▶ _THE PROBLEM_
Begin at the line that contains "Could you please indicate the weathered" and continue through the end of the material below. Recast those lines as a JSON list of strings, one string per line, with blank lines omitted.

-- START OF DATA SECTION --

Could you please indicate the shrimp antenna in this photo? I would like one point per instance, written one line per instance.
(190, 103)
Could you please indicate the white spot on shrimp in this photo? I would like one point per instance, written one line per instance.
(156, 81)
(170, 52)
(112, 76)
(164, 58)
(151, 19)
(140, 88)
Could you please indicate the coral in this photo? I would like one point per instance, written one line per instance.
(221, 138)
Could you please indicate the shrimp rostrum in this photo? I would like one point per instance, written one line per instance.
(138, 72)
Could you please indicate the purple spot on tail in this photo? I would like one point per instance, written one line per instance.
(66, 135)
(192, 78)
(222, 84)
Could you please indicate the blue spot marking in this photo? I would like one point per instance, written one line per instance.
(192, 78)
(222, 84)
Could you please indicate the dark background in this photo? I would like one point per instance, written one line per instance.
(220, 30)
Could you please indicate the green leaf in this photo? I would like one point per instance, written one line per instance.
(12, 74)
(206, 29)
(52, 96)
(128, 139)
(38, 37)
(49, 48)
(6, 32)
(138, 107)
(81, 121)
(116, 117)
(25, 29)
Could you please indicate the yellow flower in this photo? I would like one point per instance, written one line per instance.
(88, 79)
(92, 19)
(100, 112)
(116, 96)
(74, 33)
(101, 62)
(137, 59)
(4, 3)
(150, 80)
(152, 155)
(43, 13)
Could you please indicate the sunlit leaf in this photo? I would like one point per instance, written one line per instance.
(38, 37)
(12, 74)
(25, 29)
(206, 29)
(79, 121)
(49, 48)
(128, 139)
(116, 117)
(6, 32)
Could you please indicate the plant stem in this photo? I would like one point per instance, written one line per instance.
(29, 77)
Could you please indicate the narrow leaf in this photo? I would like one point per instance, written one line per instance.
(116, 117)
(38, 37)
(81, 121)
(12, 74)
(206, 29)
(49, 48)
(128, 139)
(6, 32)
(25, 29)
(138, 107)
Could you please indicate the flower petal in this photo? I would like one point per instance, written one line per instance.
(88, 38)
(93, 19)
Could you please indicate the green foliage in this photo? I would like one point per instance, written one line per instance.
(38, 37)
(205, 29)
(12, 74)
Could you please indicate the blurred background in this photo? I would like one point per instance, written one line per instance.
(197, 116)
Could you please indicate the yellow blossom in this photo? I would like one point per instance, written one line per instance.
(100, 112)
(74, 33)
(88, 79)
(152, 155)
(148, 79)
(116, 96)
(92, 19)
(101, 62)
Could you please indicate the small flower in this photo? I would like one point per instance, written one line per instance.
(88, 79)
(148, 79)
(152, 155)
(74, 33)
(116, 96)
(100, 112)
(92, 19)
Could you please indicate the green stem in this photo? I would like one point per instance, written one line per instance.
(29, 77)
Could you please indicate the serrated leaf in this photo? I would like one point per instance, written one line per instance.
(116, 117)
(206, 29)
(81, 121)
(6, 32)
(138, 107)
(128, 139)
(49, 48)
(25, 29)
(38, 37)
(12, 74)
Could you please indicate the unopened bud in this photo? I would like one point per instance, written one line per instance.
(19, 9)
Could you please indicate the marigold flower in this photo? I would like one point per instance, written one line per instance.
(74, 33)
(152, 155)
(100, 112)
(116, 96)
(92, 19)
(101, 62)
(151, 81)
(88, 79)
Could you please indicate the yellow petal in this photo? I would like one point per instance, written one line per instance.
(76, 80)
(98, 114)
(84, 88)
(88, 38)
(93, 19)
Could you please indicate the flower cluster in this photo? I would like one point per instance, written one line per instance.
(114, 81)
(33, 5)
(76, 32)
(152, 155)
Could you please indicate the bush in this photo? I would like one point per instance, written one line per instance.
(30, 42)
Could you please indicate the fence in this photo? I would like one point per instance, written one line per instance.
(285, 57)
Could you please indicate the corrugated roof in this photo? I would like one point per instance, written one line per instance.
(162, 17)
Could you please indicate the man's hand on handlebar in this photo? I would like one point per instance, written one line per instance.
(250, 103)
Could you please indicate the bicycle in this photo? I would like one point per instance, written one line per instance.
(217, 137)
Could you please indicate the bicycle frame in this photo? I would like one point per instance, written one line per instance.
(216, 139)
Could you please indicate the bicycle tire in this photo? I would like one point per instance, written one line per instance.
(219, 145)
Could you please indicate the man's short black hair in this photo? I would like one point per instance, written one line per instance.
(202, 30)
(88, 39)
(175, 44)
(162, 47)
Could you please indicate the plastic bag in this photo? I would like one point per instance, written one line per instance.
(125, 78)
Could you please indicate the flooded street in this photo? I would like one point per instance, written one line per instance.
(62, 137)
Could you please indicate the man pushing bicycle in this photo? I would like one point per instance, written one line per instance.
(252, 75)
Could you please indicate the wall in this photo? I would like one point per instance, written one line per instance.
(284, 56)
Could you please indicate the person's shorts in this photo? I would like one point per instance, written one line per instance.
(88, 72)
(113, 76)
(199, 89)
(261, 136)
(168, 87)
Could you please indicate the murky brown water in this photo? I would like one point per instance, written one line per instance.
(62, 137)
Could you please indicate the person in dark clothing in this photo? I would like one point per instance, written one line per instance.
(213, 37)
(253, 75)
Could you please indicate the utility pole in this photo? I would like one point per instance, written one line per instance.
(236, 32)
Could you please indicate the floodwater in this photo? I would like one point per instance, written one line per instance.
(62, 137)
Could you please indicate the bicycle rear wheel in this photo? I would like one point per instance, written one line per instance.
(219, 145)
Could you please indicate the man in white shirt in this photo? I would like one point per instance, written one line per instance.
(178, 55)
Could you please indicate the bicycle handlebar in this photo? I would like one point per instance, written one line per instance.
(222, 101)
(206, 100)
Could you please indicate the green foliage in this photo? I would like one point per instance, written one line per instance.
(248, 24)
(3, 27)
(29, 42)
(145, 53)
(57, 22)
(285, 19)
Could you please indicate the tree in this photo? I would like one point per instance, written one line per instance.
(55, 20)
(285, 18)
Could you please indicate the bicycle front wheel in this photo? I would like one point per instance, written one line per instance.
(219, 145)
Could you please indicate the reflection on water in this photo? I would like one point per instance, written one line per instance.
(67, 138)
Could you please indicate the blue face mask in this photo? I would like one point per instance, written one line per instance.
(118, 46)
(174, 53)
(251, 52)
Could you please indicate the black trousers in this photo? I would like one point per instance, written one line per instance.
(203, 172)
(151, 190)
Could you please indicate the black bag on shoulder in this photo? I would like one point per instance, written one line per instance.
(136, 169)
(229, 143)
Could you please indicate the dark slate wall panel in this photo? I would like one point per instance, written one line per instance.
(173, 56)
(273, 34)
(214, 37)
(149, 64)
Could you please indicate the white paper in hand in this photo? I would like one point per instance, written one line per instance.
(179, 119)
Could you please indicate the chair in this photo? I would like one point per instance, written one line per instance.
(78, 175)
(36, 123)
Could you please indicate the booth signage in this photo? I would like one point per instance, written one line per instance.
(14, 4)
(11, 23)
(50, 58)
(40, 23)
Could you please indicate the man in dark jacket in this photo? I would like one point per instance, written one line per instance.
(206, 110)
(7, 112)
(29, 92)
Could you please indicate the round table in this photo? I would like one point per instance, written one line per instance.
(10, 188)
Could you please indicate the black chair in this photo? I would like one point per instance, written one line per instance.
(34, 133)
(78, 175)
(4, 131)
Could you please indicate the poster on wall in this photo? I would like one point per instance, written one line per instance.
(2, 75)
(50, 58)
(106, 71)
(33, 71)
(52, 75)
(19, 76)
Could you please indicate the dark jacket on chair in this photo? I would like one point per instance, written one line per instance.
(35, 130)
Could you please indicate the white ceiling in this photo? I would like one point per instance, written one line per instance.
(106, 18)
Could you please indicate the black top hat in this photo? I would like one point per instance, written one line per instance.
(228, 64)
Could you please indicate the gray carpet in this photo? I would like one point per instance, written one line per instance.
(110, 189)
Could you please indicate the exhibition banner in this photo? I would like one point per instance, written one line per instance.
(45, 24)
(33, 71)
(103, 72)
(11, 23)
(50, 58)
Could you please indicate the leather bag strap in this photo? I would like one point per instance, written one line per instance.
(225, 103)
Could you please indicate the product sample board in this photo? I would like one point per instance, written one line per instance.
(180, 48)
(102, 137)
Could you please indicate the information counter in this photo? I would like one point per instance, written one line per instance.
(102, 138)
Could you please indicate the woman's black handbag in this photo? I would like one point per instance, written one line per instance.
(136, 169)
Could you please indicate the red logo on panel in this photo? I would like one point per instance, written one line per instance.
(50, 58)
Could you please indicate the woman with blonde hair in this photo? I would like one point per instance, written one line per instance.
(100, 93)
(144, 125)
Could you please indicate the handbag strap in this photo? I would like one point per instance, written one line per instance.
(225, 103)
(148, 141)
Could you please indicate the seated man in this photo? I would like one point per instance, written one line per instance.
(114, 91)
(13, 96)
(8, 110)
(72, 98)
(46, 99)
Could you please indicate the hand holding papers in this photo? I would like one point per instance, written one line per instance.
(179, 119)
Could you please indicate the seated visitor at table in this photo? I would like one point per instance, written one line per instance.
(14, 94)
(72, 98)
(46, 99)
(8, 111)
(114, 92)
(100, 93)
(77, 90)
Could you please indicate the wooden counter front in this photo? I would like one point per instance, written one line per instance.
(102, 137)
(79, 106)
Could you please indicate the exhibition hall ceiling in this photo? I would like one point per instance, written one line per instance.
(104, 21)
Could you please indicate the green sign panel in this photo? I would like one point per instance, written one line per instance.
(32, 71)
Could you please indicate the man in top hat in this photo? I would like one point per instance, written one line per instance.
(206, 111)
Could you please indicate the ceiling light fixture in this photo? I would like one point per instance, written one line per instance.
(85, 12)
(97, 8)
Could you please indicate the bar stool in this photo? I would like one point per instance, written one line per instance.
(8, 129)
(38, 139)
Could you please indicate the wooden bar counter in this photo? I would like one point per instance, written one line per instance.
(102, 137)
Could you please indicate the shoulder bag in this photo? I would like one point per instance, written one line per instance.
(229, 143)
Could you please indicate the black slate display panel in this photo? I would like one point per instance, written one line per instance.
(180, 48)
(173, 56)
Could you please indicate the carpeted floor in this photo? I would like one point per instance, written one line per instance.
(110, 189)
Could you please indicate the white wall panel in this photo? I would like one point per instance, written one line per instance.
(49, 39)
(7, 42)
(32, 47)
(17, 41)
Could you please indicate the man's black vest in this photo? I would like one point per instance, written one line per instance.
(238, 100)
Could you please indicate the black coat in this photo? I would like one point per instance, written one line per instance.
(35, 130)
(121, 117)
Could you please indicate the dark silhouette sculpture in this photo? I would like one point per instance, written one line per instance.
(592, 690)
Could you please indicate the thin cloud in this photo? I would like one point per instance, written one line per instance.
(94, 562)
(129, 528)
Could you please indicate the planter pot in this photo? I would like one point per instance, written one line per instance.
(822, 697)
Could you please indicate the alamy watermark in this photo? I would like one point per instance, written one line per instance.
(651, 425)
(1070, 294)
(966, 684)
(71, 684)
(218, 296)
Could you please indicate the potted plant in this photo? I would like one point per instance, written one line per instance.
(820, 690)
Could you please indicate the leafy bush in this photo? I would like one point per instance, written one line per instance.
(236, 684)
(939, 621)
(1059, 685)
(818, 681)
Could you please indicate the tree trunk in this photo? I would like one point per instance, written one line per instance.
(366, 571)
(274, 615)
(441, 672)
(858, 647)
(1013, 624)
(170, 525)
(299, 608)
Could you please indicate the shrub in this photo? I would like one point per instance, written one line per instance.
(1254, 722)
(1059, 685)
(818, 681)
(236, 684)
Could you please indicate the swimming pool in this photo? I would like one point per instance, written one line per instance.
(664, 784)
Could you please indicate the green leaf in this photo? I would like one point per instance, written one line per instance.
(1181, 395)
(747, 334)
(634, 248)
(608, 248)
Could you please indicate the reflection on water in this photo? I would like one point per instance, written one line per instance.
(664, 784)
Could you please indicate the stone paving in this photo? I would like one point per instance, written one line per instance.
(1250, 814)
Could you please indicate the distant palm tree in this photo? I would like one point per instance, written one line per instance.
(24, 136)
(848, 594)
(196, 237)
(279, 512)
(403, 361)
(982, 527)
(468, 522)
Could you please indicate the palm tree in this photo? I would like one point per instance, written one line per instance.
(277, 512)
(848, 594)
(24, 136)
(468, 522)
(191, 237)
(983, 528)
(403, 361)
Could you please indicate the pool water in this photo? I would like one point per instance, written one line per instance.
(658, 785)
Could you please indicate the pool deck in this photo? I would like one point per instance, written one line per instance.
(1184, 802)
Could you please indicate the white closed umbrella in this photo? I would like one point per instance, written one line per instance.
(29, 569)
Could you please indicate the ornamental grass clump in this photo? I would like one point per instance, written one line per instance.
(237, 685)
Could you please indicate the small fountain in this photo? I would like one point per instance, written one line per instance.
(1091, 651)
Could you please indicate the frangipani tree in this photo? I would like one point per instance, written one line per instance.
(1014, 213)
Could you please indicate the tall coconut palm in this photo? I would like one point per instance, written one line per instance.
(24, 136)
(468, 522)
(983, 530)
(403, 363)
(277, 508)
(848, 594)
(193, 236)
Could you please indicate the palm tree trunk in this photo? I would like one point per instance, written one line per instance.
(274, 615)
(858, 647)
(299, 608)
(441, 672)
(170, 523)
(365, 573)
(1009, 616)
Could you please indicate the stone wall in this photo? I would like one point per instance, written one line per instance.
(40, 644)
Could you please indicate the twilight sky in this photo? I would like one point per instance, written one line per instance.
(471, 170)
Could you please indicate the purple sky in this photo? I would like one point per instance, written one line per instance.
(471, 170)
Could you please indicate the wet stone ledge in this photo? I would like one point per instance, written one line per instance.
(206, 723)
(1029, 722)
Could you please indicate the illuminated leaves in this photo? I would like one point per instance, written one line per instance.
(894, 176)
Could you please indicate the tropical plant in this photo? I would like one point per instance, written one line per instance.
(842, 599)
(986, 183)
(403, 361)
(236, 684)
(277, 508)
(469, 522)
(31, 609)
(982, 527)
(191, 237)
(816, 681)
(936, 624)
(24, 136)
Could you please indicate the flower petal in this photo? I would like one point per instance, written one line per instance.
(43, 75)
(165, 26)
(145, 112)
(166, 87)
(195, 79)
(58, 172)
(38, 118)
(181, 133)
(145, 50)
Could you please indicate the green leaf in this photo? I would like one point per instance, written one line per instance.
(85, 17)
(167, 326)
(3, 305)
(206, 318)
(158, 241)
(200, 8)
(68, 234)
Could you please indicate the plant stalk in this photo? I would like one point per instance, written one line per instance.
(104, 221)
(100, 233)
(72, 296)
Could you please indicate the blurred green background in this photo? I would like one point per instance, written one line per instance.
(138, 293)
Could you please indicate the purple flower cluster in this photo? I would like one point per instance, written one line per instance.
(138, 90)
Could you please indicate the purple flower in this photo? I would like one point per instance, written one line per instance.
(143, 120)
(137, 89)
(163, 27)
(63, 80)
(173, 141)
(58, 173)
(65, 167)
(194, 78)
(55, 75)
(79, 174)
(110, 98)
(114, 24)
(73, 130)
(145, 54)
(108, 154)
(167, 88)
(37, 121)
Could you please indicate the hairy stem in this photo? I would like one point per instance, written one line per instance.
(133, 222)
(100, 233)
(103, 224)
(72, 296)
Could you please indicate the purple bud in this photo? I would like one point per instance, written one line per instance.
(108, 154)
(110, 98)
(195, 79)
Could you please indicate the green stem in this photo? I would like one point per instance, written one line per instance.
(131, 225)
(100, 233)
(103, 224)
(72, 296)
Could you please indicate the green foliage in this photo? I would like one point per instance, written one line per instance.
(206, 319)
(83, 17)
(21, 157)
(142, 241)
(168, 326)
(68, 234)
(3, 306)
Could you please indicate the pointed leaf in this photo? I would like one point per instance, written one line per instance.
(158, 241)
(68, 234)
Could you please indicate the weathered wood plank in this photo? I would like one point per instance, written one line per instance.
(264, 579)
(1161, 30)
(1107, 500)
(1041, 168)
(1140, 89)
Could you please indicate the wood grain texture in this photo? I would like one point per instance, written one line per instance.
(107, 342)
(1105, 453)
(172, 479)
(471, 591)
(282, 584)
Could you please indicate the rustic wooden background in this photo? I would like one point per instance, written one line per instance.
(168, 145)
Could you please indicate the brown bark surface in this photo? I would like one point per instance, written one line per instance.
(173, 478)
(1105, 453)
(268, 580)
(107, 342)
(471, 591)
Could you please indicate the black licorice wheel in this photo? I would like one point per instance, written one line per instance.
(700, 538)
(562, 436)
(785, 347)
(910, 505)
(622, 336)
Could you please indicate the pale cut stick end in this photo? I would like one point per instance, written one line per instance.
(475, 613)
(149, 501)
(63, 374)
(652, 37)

-- END OF DATA SECTION --

▶ _ANSWER TO THE EXERCISE_
[
  "Could you please indicate the weathered wood plank in this photo? I would like one point per instance, written one line per instance.",
  "(264, 579)",
  "(1161, 30)",
  "(1107, 500)",
  "(1041, 168)",
  "(1140, 89)",
  "Could you please indicate the wood grain texture in this photo? I would like one point per instance, written one line per instance.",
  "(107, 342)",
  "(1105, 453)",
  "(172, 479)",
  "(471, 591)",
  "(282, 584)",
  "Could you please indicate the rustic wooden background in this photo? I would like one point per instance, written one line per instance.",
  "(168, 145)",
  "Could you please indicate the brown bark surface in this photo? I would like one point per instance, written one line per instance.",
  "(173, 478)",
  "(1105, 453)",
  "(268, 580)",
  "(107, 342)",
  "(471, 591)",
  "Could you please indicate the black licorice wheel in this photo? I would like one point per instance, written one line per instance.",
  "(700, 538)",
  "(562, 436)",
  "(785, 347)",
  "(910, 505)",
  "(622, 336)",
  "Could you please indicate the pale cut stick end in this photo? I would like one point per instance, written one line per instance.",
  "(475, 613)",
  "(149, 501)",
  "(63, 374)",
  "(652, 37)"
]